-- Work to complete --
How many lines in the entries below contain the string "throw", with case counting? Reply with the number alone.

-- Entries --

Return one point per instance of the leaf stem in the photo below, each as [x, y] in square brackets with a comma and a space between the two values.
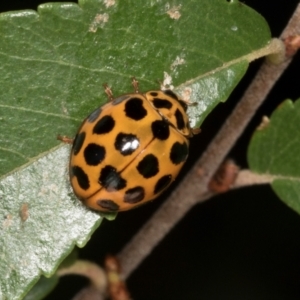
[193, 188]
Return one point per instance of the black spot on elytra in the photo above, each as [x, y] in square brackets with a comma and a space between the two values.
[111, 179]
[82, 178]
[170, 94]
[179, 119]
[179, 153]
[162, 183]
[160, 129]
[134, 195]
[134, 109]
[119, 99]
[104, 125]
[108, 204]
[78, 142]
[148, 166]
[126, 143]
[161, 103]
[94, 154]
[94, 115]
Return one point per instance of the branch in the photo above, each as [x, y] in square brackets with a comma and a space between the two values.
[193, 188]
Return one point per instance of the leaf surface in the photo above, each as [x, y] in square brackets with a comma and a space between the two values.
[53, 63]
[275, 151]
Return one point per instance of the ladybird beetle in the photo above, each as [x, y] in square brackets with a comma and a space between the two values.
[129, 150]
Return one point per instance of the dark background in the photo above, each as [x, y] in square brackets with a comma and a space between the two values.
[242, 245]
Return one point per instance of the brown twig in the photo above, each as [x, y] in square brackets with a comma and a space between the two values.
[193, 189]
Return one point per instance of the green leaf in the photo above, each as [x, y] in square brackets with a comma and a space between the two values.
[53, 63]
[42, 288]
[275, 151]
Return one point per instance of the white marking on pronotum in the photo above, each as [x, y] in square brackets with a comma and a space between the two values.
[99, 21]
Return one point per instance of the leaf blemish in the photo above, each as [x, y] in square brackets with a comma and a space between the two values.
[7, 222]
[173, 12]
[178, 61]
[109, 3]
[99, 21]
[167, 83]
[24, 212]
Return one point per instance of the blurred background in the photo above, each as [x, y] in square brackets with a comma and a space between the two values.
[241, 245]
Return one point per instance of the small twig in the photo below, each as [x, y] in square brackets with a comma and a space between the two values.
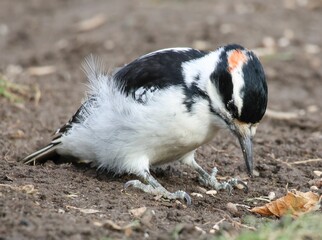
[306, 161]
[227, 217]
[281, 115]
[281, 161]
[258, 198]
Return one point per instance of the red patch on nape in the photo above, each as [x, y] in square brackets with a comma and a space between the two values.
[235, 59]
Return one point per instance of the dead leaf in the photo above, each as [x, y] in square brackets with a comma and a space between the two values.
[295, 203]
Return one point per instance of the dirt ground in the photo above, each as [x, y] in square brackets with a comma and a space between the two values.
[64, 201]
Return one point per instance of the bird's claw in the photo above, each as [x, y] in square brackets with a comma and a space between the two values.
[159, 190]
[229, 185]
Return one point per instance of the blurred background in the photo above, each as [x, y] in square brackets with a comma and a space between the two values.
[43, 43]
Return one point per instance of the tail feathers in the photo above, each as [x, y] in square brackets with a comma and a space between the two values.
[42, 155]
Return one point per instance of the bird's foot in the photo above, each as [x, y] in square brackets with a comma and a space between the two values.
[155, 188]
[210, 180]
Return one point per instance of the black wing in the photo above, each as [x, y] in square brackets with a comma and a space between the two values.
[158, 70]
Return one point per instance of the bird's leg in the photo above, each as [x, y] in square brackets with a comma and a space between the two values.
[154, 187]
[209, 180]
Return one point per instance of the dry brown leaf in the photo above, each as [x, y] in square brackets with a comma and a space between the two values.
[295, 203]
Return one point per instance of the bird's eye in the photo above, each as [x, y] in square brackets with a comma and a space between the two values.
[231, 107]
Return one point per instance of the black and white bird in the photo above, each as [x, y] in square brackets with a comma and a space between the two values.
[160, 108]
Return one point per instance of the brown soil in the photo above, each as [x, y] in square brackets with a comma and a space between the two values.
[45, 201]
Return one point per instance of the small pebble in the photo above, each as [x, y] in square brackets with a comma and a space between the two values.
[314, 188]
[271, 195]
[255, 173]
[232, 208]
[318, 173]
[196, 195]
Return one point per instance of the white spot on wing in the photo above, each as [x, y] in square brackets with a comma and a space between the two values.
[238, 84]
[178, 49]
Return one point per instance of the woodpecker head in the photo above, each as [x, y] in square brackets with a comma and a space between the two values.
[240, 82]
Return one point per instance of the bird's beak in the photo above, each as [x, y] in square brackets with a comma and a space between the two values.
[244, 133]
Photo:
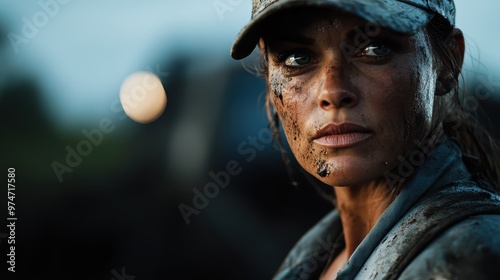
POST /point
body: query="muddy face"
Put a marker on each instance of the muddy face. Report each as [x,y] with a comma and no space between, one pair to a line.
[350,101]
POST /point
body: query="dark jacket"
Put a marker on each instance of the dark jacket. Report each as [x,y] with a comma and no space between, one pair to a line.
[444,224]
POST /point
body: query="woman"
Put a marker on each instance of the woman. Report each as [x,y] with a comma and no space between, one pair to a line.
[367,94]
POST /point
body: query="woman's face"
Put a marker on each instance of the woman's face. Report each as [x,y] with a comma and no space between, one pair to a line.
[352,97]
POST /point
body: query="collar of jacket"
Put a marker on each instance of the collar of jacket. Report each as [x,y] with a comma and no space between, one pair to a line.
[309,256]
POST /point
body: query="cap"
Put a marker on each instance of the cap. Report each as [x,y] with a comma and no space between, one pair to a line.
[403,16]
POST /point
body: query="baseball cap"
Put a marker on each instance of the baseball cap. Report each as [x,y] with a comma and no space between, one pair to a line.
[402,16]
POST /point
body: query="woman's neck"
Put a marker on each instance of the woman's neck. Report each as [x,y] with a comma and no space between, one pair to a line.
[360,208]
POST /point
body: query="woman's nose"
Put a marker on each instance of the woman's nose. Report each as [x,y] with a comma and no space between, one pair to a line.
[335,92]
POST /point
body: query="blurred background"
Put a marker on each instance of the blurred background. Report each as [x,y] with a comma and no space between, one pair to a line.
[115,211]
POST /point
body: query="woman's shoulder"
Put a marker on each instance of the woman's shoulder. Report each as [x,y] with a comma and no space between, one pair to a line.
[454,229]
[469,249]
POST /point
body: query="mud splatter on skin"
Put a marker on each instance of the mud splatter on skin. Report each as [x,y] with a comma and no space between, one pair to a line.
[323,169]
[276,84]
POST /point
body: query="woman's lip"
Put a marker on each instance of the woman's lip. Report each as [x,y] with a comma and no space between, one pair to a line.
[342,135]
[342,140]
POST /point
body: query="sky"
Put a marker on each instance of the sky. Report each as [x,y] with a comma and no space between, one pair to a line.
[80,51]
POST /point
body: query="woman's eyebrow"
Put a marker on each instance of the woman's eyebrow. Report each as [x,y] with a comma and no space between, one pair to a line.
[291,38]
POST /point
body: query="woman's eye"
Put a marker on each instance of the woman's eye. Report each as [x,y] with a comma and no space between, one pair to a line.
[298,59]
[375,50]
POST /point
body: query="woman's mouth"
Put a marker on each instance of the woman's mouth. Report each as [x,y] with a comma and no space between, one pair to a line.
[341,136]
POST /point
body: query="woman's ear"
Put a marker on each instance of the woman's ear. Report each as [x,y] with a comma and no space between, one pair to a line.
[448,74]
[456,44]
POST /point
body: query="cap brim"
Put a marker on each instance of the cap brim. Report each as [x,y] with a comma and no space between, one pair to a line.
[396,16]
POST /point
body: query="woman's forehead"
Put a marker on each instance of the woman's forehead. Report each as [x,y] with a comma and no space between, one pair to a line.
[312,20]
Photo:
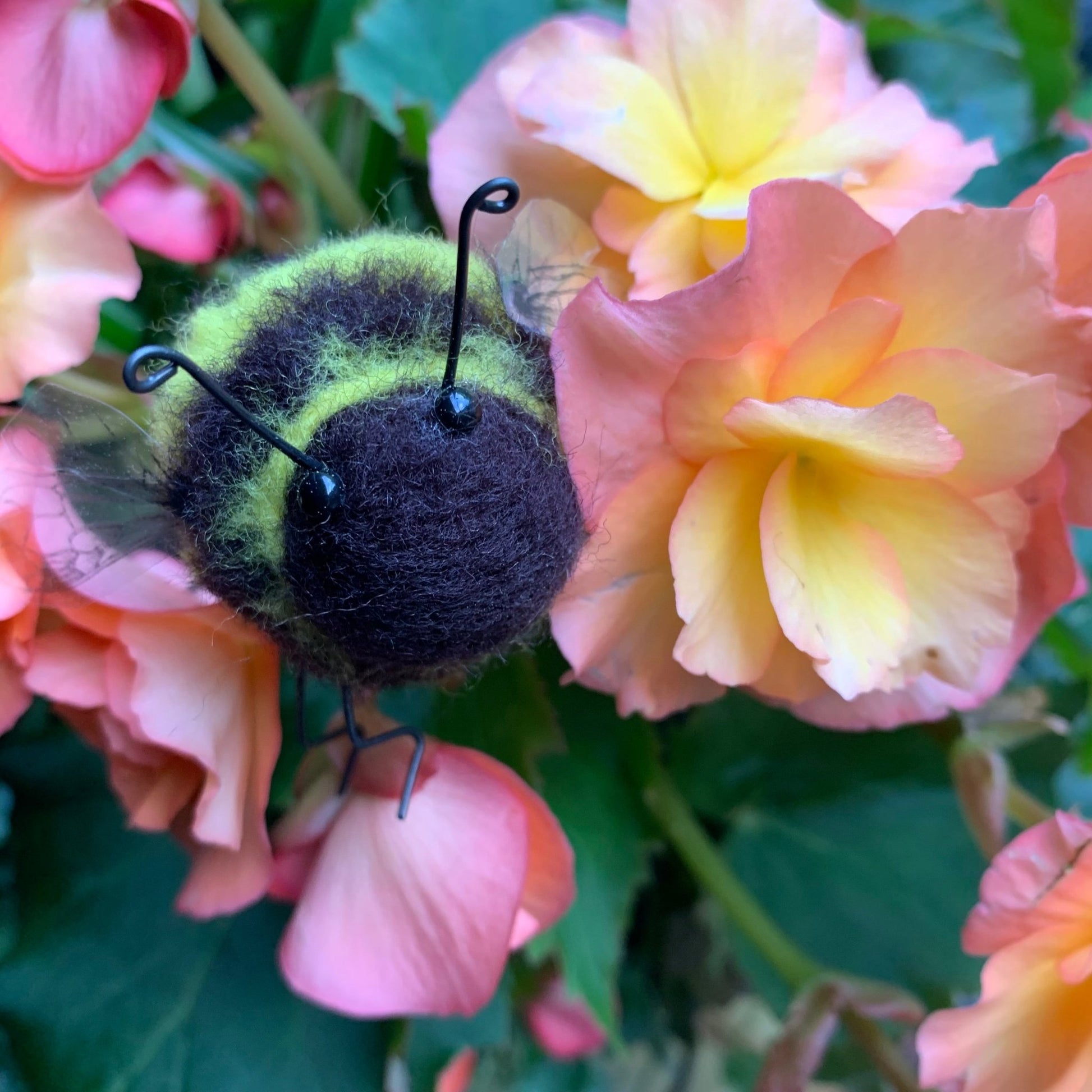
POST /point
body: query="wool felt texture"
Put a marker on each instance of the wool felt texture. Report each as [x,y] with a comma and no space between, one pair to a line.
[449,547]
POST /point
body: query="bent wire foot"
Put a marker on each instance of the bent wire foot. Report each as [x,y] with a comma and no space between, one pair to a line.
[360,741]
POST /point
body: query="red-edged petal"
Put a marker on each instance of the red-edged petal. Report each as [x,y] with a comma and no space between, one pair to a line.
[78,81]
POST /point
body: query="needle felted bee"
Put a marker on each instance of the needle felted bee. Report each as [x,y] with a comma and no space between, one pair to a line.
[360,455]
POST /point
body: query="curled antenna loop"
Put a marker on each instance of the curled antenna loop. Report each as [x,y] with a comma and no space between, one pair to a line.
[320,490]
[456,409]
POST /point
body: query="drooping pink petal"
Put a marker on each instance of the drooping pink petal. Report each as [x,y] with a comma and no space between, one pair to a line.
[900,436]
[411,917]
[549,886]
[162,210]
[78,81]
[563,1026]
[61,258]
[195,694]
[458,1073]
[616,621]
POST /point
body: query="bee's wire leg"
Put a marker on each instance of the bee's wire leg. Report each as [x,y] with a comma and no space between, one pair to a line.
[362,743]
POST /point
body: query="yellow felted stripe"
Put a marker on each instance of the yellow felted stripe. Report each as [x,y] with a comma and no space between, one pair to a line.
[486,364]
[217,328]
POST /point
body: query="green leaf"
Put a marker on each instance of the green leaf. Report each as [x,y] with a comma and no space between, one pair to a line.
[738,750]
[423,53]
[109,990]
[331,22]
[590,794]
[997,186]
[876,884]
[962,59]
[1048,34]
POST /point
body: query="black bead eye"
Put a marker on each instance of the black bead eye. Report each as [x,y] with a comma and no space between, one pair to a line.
[457,410]
[320,495]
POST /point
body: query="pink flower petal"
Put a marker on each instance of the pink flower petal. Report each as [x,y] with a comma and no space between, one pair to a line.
[603,347]
[78,81]
[413,917]
[834,582]
[1006,422]
[616,622]
[898,437]
[563,1026]
[731,628]
[61,258]
[481,139]
[698,401]
[549,886]
[163,211]
[1043,877]
[981,280]
[838,350]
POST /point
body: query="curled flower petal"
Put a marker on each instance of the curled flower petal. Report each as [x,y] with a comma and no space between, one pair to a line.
[78,81]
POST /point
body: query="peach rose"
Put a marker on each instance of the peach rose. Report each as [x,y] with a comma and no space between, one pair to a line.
[1068,186]
[657,134]
[414,917]
[828,472]
[61,258]
[79,80]
[1031,1031]
[181,695]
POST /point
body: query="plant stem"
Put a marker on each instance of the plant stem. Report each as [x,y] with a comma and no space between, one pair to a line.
[1024,809]
[712,871]
[273,103]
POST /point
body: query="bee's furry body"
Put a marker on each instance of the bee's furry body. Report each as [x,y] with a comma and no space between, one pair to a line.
[449,546]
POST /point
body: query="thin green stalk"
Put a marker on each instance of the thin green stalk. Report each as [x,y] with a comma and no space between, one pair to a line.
[1024,809]
[273,103]
[712,871]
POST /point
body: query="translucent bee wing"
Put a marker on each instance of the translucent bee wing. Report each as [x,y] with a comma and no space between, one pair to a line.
[544,263]
[90,478]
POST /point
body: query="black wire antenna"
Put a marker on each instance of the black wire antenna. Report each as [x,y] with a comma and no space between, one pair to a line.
[320,490]
[456,407]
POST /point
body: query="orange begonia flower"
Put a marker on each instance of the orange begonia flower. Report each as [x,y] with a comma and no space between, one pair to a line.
[658,132]
[828,472]
[1031,1031]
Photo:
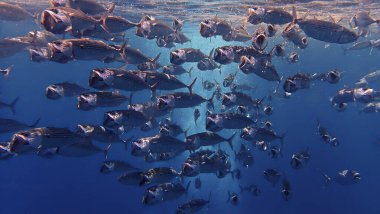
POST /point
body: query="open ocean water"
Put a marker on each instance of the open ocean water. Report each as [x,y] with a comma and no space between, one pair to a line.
[33,184]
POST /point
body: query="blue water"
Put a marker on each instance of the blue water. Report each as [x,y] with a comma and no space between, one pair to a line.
[31,184]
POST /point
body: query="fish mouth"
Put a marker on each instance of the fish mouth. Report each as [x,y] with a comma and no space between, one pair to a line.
[206,29]
[247,63]
[260,41]
[52,92]
[223,56]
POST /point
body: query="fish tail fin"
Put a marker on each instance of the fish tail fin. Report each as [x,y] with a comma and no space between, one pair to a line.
[190,70]
[188,186]
[153,89]
[107,150]
[241,188]
[12,105]
[211,100]
[190,87]
[230,139]
[156,58]
[35,123]
[8,71]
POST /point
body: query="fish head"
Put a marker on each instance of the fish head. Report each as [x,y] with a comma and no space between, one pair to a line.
[148,126]
[224,55]
[86,101]
[333,77]
[85,130]
[39,54]
[228,99]
[101,79]
[25,140]
[54,92]
[107,167]
[113,120]
[178,57]
[348,37]
[190,169]
[140,147]
[214,123]
[279,50]
[167,69]
[144,29]
[55,21]
[290,86]
[255,15]
[147,66]
[61,51]
[165,102]
[260,40]
[247,132]
[205,64]
[271,30]
[152,196]
[207,28]
[247,64]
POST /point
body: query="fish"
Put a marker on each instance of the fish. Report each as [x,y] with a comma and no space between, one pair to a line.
[192,206]
[164,192]
[254,134]
[198,183]
[91,7]
[293,57]
[176,70]
[293,34]
[367,79]
[230,99]
[229,79]
[207,161]
[361,21]
[157,144]
[81,150]
[63,51]
[286,190]
[196,115]
[10,12]
[373,107]
[11,106]
[12,46]
[272,176]
[325,31]
[300,159]
[214,27]
[131,178]
[233,198]
[158,175]
[260,39]
[130,118]
[91,100]
[253,189]
[99,133]
[201,139]
[268,15]
[10,125]
[218,122]
[181,100]
[180,56]
[359,46]
[45,137]
[244,156]
[6,71]
[64,89]
[326,136]
[110,166]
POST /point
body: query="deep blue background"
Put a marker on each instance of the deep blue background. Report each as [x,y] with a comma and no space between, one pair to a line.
[31,184]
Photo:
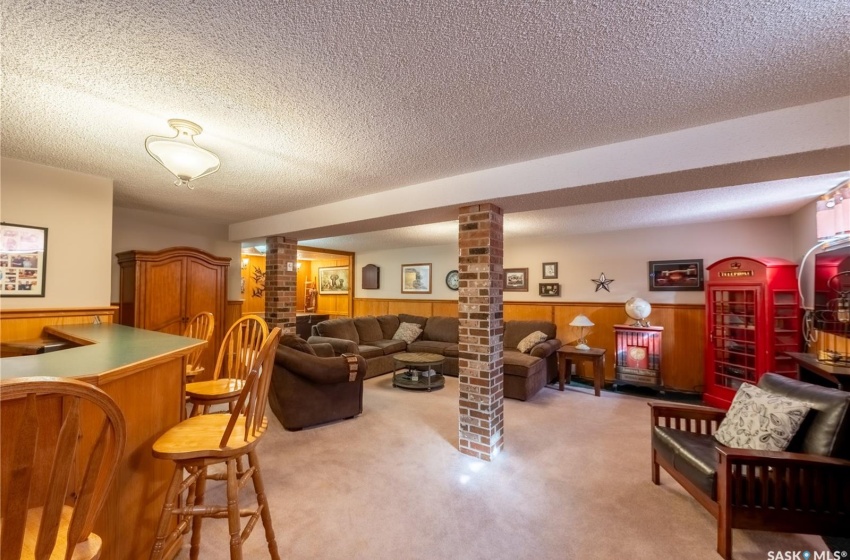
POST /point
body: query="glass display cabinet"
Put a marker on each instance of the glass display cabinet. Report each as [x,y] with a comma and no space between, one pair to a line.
[752,320]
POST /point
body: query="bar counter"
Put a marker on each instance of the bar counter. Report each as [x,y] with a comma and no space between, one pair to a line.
[143,371]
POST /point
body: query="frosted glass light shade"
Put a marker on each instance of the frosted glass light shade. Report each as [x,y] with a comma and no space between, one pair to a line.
[180,155]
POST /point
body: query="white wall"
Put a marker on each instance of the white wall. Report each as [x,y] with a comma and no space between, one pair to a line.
[76,209]
[151,231]
[622,256]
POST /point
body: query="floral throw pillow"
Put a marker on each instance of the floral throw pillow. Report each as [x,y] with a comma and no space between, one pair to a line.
[407,332]
[761,420]
[526,344]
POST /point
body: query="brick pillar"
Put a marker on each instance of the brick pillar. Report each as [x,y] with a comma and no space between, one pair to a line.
[281,282]
[481,426]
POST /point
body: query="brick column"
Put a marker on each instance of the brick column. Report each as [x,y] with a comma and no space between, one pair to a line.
[481,426]
[281,282]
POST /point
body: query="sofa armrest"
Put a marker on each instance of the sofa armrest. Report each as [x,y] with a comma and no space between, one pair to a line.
[546,348]
[340,345]
[321,371]
[323,349]
[690,418]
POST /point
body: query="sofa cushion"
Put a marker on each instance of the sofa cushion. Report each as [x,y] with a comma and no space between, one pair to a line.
[408,332]
[368,351]
[338,328]
[526,344]
[405,318]
[389,325]
[758,419]
[523,365]
[441,329]
[390,346]
[693,455]
[297,343]
[515,331]
[431,347]
[826,430]
[368,329]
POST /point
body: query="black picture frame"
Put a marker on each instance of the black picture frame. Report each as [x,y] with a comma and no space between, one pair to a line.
[23,260]
[516,280]
[682,275]
[549,289]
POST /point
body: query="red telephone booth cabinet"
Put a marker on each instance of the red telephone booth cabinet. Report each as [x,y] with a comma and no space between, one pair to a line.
[752,320]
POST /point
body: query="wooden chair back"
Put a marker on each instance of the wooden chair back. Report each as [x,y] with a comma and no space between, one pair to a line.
[240,347]
[251,406]
[34,501]
[200,326]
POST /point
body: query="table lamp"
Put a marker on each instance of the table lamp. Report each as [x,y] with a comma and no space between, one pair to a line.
[582,323]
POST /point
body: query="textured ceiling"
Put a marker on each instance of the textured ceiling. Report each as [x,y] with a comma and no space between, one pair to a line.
[314,102]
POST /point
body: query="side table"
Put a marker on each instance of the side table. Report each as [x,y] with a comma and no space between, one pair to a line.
[567,355]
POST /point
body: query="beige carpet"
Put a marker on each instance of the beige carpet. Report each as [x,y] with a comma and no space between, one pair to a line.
[572,482]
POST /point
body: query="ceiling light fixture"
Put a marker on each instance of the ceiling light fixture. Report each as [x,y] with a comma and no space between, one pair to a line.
[180,155]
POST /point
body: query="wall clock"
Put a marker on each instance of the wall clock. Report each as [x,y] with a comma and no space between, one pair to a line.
[452,280]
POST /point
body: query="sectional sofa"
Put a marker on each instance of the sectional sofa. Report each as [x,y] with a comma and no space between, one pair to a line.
[372,337]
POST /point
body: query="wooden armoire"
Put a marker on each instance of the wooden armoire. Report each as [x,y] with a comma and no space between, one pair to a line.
[163,290]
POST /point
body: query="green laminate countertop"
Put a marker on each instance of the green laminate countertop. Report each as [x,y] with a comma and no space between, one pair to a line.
[110,351]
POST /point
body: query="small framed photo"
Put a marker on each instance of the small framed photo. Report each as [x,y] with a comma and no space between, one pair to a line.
[23,260]
[516,280]
[678,275]
[334,280]
[550,289]
[416,278]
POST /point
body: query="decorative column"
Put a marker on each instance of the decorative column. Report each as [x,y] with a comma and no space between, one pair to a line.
[281,282]
[481,426]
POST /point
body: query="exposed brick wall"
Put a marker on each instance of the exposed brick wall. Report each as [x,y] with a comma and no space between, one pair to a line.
[481,426]
[281,282]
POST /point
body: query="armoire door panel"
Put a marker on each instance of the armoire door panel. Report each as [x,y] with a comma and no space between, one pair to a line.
[164,285]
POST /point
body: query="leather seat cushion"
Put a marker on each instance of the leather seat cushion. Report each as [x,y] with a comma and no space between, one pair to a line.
[693,455]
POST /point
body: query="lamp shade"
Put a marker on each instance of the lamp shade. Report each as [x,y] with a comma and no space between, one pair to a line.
[581,321]
[180,155]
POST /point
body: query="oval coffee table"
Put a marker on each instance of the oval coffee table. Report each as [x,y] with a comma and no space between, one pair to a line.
[415,379]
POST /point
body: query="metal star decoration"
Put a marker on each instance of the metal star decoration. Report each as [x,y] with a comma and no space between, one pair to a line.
[602,282]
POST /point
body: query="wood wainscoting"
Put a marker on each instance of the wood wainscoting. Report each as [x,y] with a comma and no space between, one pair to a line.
[683,349]
[27,324]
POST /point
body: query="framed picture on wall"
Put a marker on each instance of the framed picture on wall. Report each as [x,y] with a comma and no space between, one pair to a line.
[23,260]
[676,276]
[516,280]
[334,280]
[416,278]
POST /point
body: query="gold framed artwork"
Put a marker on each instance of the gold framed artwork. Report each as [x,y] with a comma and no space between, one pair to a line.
[23,260]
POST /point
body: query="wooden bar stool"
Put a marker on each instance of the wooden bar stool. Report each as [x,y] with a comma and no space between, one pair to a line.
[200,326]
[237,354]
[200,441]
[67,440]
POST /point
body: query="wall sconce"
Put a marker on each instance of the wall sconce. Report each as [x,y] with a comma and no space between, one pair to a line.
[180,155]
[582,323]
[833,212]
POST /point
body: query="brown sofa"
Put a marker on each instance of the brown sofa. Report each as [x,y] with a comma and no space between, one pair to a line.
[310,385]
[371,337]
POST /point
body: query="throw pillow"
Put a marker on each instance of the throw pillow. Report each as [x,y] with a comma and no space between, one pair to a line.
[526,344]
[407,332]
[761,420]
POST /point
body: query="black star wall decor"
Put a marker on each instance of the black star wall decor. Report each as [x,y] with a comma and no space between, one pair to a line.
[602,282]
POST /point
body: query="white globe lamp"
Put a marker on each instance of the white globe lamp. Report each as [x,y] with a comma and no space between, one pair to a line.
[582,322]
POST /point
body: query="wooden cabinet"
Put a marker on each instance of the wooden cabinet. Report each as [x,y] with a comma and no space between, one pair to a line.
[162,290]
[752,317]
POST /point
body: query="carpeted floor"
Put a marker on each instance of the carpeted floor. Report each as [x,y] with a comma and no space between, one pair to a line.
[572,482]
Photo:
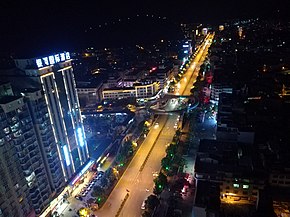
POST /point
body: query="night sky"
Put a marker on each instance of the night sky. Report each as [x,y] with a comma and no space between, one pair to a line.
[45,26]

-- Output below --
4